The larger issues surrounding escaped animals and invasive species is far more important than calling irresponsible or incompetent pet keepers idiots!

When you consider the damage invasives have done globally (partly down to irresponsible pet keepers) you can't really blame the antis for attacking our hobby.


----------



## mrcriss (Nov 2, 2010)

Mynki said:


> The larger issues surrounding escaped animals and invasive species is far more important than calling irresponsible or incompetent pet keepers idiots!
> 
> When you consider the damage invasives have done globally (partly down to irresponsible pet keepers) you can't really blame the antis for attacking our hobby.


I don't deny that that's a real concern....it's very worrying. Especially when you factor in the reactions of the antis.

But if we pour scorn and derision on anyone that has an animal escape, then more people won't 'fess up when they do have a mishap, and will just deny all knowledge.....leading to many more like this sad situation in Wales (if indeed that is what happened), and exacerbating the problem with the antis.


----------



## Mynki (Mar 24, 2010)

——

**Task instructions**
1) In the forum thread, which place does mrcriss name as the site of a sad situation?
2) Reproduce the part of the forum thread between "I don't deny" and "(Mar 24, 2010)", inclusive.
Rely only on the forum thread above.

——

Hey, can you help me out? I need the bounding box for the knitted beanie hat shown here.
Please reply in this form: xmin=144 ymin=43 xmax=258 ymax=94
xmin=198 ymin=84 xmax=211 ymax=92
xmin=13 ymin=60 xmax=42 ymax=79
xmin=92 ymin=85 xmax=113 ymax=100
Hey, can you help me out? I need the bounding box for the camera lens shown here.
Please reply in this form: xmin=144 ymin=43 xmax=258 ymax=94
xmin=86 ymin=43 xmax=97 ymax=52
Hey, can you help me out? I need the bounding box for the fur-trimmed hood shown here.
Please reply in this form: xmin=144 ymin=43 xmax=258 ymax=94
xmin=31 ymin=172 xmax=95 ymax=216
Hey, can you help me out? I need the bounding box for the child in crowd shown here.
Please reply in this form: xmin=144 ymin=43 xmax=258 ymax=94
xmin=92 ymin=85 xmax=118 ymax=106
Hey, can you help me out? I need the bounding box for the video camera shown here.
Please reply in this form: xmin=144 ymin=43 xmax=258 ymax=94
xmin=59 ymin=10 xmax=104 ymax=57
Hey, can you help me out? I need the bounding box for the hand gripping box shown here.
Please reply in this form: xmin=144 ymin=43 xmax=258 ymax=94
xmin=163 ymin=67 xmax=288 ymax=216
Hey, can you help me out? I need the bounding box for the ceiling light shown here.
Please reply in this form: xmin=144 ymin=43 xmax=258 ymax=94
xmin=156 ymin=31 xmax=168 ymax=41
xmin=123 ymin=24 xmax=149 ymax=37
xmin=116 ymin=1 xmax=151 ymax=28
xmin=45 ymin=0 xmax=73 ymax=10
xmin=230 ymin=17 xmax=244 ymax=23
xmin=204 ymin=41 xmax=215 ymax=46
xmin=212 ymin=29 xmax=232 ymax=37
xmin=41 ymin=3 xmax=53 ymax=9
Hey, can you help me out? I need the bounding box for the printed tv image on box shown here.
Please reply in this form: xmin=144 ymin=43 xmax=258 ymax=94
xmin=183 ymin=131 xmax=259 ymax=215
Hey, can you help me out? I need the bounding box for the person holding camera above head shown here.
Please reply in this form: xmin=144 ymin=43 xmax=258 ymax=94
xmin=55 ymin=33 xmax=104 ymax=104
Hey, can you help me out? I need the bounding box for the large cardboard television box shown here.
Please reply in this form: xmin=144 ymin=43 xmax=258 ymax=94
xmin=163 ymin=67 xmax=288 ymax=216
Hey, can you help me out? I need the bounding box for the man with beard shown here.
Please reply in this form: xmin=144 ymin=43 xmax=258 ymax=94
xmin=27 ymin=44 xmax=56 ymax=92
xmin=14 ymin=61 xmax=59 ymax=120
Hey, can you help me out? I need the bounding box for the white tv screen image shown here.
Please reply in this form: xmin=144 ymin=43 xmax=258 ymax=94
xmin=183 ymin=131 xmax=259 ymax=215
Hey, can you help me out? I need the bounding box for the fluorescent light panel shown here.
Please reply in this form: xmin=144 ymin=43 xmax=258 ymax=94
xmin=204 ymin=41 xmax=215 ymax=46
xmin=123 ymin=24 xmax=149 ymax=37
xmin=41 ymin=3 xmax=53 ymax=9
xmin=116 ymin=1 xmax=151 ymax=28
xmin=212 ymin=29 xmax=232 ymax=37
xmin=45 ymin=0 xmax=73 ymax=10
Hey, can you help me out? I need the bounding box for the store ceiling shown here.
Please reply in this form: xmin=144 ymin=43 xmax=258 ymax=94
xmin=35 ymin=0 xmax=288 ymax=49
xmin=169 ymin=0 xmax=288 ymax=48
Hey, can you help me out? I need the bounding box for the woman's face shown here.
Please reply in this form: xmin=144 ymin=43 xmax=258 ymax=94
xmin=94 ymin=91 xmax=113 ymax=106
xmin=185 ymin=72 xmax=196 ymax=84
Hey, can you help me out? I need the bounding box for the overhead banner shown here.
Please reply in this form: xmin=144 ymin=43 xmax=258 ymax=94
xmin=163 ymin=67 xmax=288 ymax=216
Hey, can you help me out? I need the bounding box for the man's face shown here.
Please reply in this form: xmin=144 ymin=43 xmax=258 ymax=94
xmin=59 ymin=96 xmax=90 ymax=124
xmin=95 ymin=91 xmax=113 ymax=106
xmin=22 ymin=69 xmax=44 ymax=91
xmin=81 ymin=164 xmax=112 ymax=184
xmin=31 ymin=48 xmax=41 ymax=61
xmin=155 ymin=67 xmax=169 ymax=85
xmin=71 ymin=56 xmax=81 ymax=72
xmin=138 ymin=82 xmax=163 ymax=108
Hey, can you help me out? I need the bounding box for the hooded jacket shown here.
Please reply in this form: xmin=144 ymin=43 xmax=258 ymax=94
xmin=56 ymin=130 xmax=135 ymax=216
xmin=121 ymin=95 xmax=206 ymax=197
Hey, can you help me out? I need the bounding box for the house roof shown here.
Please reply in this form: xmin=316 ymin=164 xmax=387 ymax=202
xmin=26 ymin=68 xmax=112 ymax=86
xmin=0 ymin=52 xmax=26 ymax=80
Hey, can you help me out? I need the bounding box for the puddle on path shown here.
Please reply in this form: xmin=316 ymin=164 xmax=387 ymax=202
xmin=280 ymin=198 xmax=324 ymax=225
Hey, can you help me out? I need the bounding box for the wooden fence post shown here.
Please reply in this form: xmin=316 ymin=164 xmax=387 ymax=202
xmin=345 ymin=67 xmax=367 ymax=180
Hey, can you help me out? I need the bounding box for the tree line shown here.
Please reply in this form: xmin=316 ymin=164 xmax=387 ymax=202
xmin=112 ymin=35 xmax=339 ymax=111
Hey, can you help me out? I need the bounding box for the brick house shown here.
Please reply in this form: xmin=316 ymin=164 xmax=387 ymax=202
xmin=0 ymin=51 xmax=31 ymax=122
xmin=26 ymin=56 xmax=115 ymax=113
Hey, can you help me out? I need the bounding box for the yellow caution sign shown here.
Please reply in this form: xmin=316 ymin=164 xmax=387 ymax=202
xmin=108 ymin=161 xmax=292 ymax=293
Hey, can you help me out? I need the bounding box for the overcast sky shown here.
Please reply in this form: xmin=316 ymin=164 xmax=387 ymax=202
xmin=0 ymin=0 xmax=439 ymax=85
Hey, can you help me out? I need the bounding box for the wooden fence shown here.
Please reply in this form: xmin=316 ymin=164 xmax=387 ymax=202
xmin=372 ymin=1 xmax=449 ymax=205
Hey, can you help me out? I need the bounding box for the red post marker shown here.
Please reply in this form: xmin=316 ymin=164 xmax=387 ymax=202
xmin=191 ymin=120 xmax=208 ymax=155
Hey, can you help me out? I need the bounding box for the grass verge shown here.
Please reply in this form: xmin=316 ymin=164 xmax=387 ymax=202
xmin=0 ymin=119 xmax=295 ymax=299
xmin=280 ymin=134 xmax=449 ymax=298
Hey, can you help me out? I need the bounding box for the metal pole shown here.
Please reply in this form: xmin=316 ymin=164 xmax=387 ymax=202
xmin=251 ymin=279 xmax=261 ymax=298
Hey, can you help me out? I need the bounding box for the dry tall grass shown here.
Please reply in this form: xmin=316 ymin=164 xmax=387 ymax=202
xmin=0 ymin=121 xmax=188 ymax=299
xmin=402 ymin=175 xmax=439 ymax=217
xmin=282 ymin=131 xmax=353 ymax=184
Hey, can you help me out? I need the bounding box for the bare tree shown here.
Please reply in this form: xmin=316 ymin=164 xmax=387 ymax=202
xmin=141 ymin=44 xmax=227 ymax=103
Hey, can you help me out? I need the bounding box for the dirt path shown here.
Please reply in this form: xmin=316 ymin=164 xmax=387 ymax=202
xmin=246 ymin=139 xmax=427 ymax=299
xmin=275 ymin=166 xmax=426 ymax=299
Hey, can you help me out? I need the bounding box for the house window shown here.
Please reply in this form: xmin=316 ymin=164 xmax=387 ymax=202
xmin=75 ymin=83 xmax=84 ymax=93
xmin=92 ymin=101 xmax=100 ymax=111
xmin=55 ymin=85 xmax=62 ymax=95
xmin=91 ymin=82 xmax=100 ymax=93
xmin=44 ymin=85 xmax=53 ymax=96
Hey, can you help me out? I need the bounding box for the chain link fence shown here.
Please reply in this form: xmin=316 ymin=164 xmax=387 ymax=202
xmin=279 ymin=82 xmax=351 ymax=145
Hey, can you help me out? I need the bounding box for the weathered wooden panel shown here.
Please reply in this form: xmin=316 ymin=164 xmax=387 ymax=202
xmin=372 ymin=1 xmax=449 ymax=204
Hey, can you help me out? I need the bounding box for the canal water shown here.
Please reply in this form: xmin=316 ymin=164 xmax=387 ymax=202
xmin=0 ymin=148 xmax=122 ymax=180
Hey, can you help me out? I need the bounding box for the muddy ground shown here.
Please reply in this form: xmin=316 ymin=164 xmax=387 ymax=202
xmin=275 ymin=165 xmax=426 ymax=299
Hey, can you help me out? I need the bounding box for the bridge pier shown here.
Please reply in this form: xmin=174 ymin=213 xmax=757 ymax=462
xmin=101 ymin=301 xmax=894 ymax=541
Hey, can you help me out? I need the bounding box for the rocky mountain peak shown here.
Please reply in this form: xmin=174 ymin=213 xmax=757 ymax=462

——

**Solutions by task**
1) Wales.

2)
I don't deny that that's a real concern....it's very worrying. Especially when you factor in the reactions of the antis.

But if we pour scorn and derision on anyone that has an animal escape, then more people won't 'fess up when they do have a mishap, and will just deny all knowledge.....leading to many more like this sad situation in Wales (if indeed that is what happened), and exacerbating the problem with the antis.


----------



## Mynki (Mar 24, 2010)